> **WHAT TO DO**:
A: In the Multicore Automation post, why did the family tractor lack synchronized gears?
B: List every action the writer of the Multicore Automation post needed to do at the same time at the stoplight.
C: Check each statement against the Multicore Automation post, answering yes or no and quoting the words that decide it: (i) The writer's grandmother kept to a manual transmission until she stopped driving. (ii) The writer was waiting to turn right at the stoplight. (iii) The writer says steering and changing gears each need only one hand.

> **SUPPLIED PASSAGE**:
· · ·

Multicore Automation

I used to be a die-hard manual transmission driver. Even before I drove a car, I had learned how to double-clutch for smooth on-the-go gear changing on our Case tractor (which didn’t have synchronized gears because it wasn’t intended to be shifted on the go). My grandmother insisted on a manual transmission up until she stopped driving in her 80s (or later?): “I vant to do it myself!” (That’s a Swiss-German accent there…)

I finally had to rethink my principles when I got a cell phone. The moment of truth came when I was at a stoplight waiting to turn left while talking on the phone. The light turned green and I proceeded, but realized I didn’t have enough hands: I needed to turn, change gears, and hold the phone, all at the same time.

Recasting this in really geeky terms, I had done just fine when multitasking involved only steering and changing gears – two independent processes, each of which requires only one hand (but one of which benefits from two). I was able to share one resource, my right hand, with both the steering and the gear-changing processes.

· · ·

> **COLLECTED DATA**:
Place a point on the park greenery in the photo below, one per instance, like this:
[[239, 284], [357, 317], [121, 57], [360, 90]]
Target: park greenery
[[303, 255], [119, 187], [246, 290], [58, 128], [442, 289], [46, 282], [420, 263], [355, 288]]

· · ·

> **EXPECTED RESULTS**:
A: It wasn't intended to be shifted on the go.

B: Turn, change gears, and hold the phone.

C:
(i) Yes: "My grandmother insisted on a manual transmission up until she stopped driving in her 80s"
(ii) No: "waiting to turn left while talking on the phone"
(iii) Yes: "each of which requires only one hand"